• **Document section**
>>>>>
We are very amused.

We here at Murrmurrs, Inc. are not employing the “royal we,” rumored to have begun when King Henry II deigned to speak on behalf of God and himself. We here at Murrmurrs, Inc. have no idea what’s on God’s mind at any given moment.

We use the “bacterial we.”

The thousand or so species of bacteria that are sharing my skin envelope have elected me to speak on their behalf. We all get along pretty well most of the time. It’s kind of a party in here. I, for one, am tickled to learn more about them (or “us,” as I am beginning to prefer). It’s only been recently that scientists have attempted to determine how many kinds of bacteria we are harboring, by examining samples from 250 very healthy individuals. Bacteria thrive in our cavities and crevices, and scientists selected fifteen specific areas to swab for organisms: behind the ear, in the elbow-fold, the throat, various parts of the digestive tract, and so on. Female volunteers provided an additional three swabbing points in a moist personal cavity which we will ask you, in the interest of delicacy, to imagine. Okay? It comes back into play later.

The Bacterial Whee!
<<<<<
• **Provided material**
>>>>>
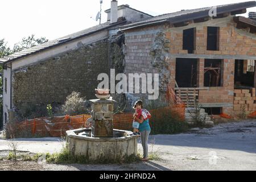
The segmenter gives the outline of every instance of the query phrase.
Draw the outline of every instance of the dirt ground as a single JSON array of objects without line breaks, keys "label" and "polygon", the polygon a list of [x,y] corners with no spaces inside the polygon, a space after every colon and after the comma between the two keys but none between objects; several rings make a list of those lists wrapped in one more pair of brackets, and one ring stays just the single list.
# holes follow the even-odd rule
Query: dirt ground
<<<<<
• **What to do**
1. Reproduce the part of the essay on skin bacteria that opens with the words containing "The thousand or" and closes with "The Bacterial Whee!".
2. In the essay on skin bacteria, how many specific areas did scientists select to swab for organisms?
3. Write the next part of the essay on skin bacteria, continuing from its last line.
The lines above are separate material and are unrelated to the essay on skin bacteria.

• **Answer set**
1.
The thousand or so species of bacteria that are sharing my skin envelope have elected me to speak on their behalf. We all get along pretty well most of the time. It’s kind of a party in here. I, for one, am tickled to learn more about them (or “us,” as I am beginning to prefer). It’s only been recently that scientists have attempted to determine how many kinds of bacteria we are harboring, by examining samples from 250 very healthy individuals. Bacteria thrive in our cavities and crevices, and scientists selected fifteen specific areas to swab for organisms: behind the ear, in the elbow-fold, the throat, various parts of the digestive tract, and so on. Female volunteers provided an additional three swabbing points in a moist personal cavity which we will ask you, in the interest of delicacy, to imagine. Okay? It comes back into play later.

The Bacterial Whee!

2. Fifteen.

3.
They found that not only are humans hosting upwards of a thousand species of bacteria on and in their person, but that each human has a unique set–a bacterial signature, if you will. It is more accurate to think of oneself less as an individual than as an assemblage of life-forms all living together, like a coral, or a college dorm. The microbiome, as the assemblage is called, is different for everyone. And the so-called dangerous bacteria are also present in all of us. If we don’t get sick, it’s because of peer pressure from the other bacteria. This is one reason that antibacterial soaps and antibiotics may cause more harm than good. It’s like bombing the bejeezus out of a country. You take out all the bad guys and (oopers!) the orphanages and schools and your odd village and the occasional wedding party, and after years and years, in spite of all the trouble you’ve gone to in order to deliver freedom, everyone is still pissy.

Studies show that the average adult carries 2-5 pounds of bacteria, and could benefit from a slimming outfit. The vast majority of the microbes live in the gut, and they are partying down. They do nothing but eat and reproduce and amuse themselves by shooting the loop-de-loop intestinal tract and out. The standard turd, in fact, is nearly one-half bacteria by weight, which is one of two good reasons to avoid eating it, neither of which makes sense to a Labrador retriever.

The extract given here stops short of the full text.